> _Фрагмент текста_:
====================

Нет, что-то побуждает их, что-то подсказывает им, что «неперспективный» этот язык (и тысячелетняя культура, которую он несет с собой и в себе) не исчерпан еще, а, напротив, полон, как говорится, живительных соков, он так и брызжет жизнью, юной силой, неизрасходованностью. При любом повороте исторической нашей судьбы — идиш, по пушкинскому слову, нет, весь он не умрет. Иммунитет его от смерти, против смерти — в его восприимчивости и родовой непритязательности. Он вберет хоть французское, хоть цыганское, если нужно тебе, словцо, кибернетический термин от Норберта Винера или русскую феню, по которой он ботает, падла, не хуже афганца с Арбата. Не от татар и немцев и не через русский, а с языком идиш ворвались в воскресший, но все равно не раскошелившийся на гласные иврит все эти «блд», «дрк» или даже неоновый по вечерам «кбнмт» над тель-авивским рестораном — чем особо нам тоже гордиться, скажет профессор-гебраист, не приходится.
— Идиш умрет? — спрашиваю я Мордехая Цанина. Он молчит в ответ, ему восемьдесят восемь.
Если идиш умрет — это будет не смерть, а убийство, чудовищный акт насилия маленького уродца — одного, в сущности, десятилетия — над величественной Историей.
А пока что — помилуйте! — этот идиш обслуживает еще сотни тысяч людей, и многие языки в мире еще могут ему позавидовать. Недаром же он включен в девятку языков международных! А то, что на языке этом с каждым днем все меньше — до катастрофичности — читающих, то это процесс, как сказано, не природо-естественный, но — сам по себе результат Катастрофы и целой череды не столь громоподобных уже катастроф ашкеназийского еврейства в советской империи, США и Израиле. И если в США это происходило опосредованно, то ситуация с языком идиш и вообще восточноевропейской еврейской культурой в современном Израиле первых десятилетий — вполне узнаваема для недавних советских «лиц еврейской национальности» в том же, к примеру, рассказе М. Цанина «Ядвига». Атмосфера чиновничьей, по согласованности, дискриминации ашкеназийства с нескрываемой целью искоренения галутного сего «позора» в истории еврейского народа — великолепно, с точки зрения публицистической достоверности, обрисованная в этом рассказе, — тема, слышимая как гневный и неумолчный крик во всем творчестве и во всей жизни Цанина, во всех жанрах его прозы и аспектах общественной деятельности: в публицистических выступлениях, в речах с трибун, в задушевных беседах с коллегой или читателем, одиноко забредшим в «Бет Лейвик» — в Союз писателей и журналистов идиш, который он, Цанин, много лет, по справедливости, возглавляет.

====================

> _Что сделать_:
- a) Соответствуют ли фрагменту об идише утверждения ниже? Для каждого ответьте «да» или «нет» и приведите решающие слова фрагмента точной цитатой.
(i) Мордехаю Цанину восемьдесят восемь лет.
(ii) Сегодня идиш обслуживает лишь несколько тысяч человек.
(iii) Цанин возглавляет Союз писателей и журналистов идиш совсем недавно.
- b) Пожалуйста, перепишите из фрагмента об идише дословно отрывок от слов «Если идиш умрет» до слов «над величественной Историей.» включительно.

> _Исходные данные_:

====================

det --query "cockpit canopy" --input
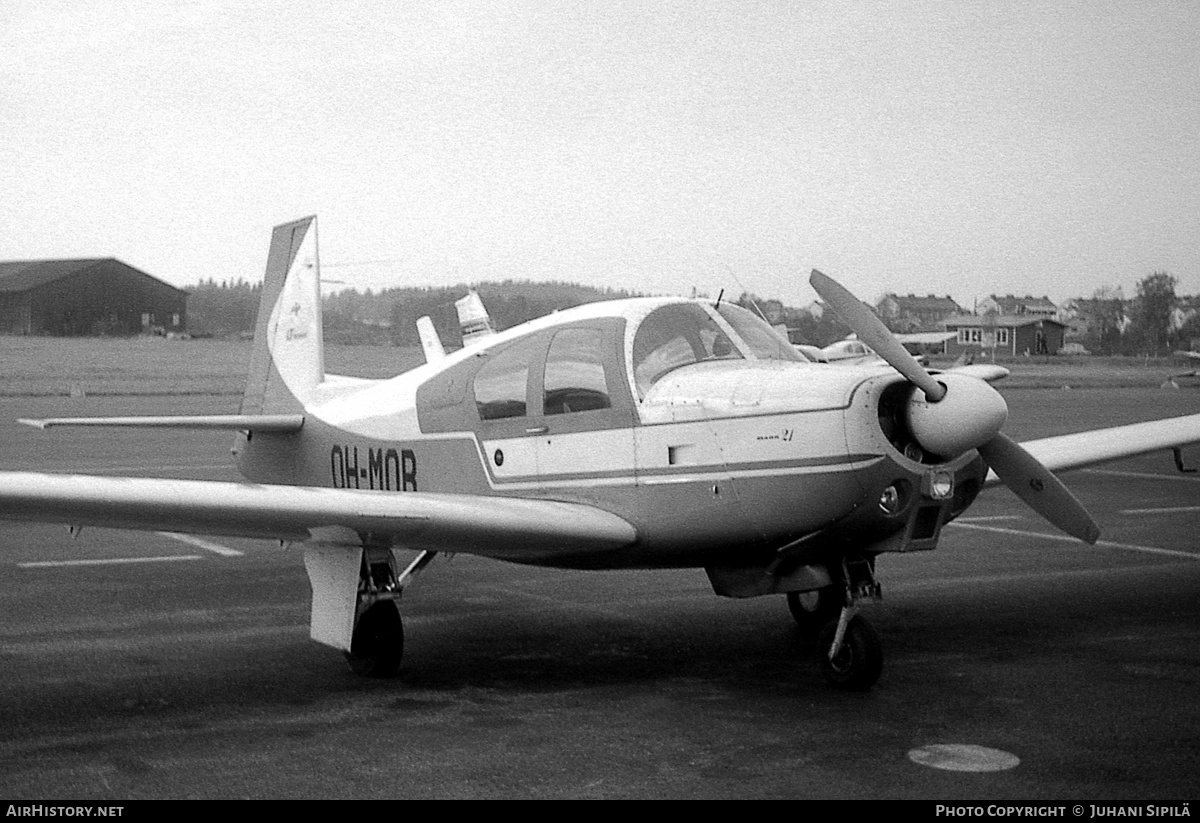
[632,302,803,400]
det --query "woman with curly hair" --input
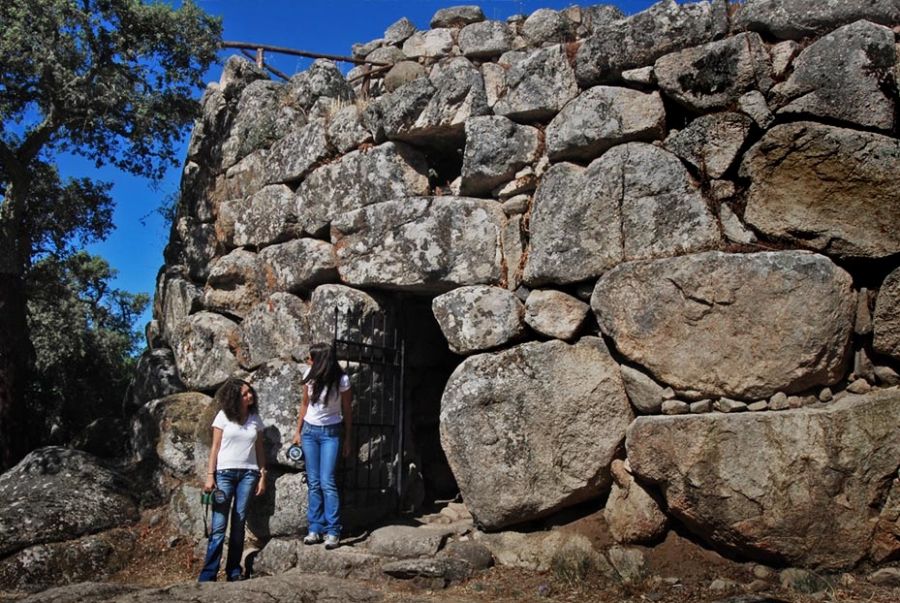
[199,378,266,582]
[294,343,352,550]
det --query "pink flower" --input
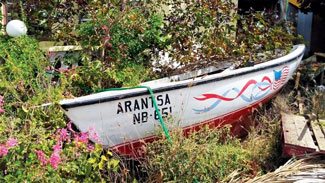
[49,151,61,169]
[87,144,95,151]
[53,143,62,153]
[0,95,5,114]
[74,132,89,144]
[6,138,18,148]
[67,121,76,133]
[58,128,68,141]
[0,145,8,156]
[35,150,48,166]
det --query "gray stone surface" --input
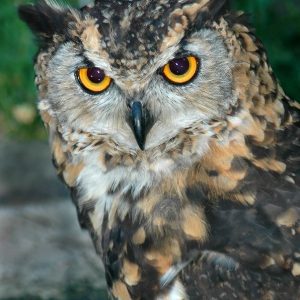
[0,139,105,299]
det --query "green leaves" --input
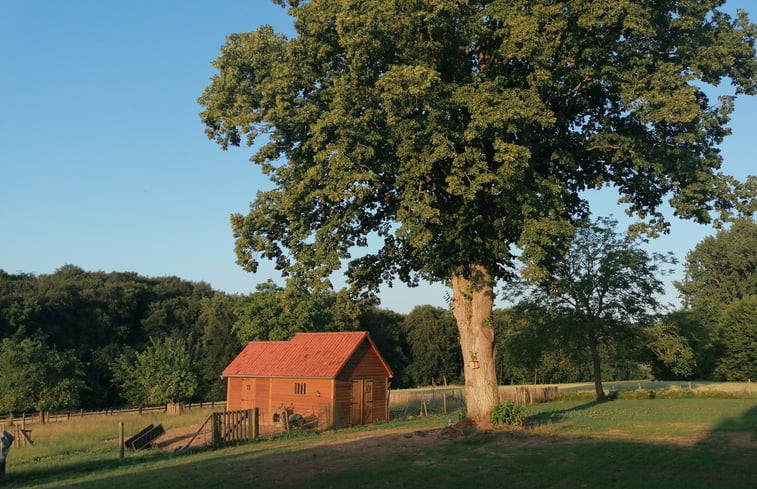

====================

> _Результаты заданий_:
- a)
(i) Да: «ему восемьдесят восемь».
(ii) Нет: «этот идиш обслуживает еще сотни тысяч людей».
(iii) Нет: «который он, Цанин, много лет, по справедливости, возглавляет».

- b)
Если идиш умрет — это будет не смерть, а убийство, чудовищный акт насилия маленького уродца — одного, в сущности, десятилетия — над величественной Историей.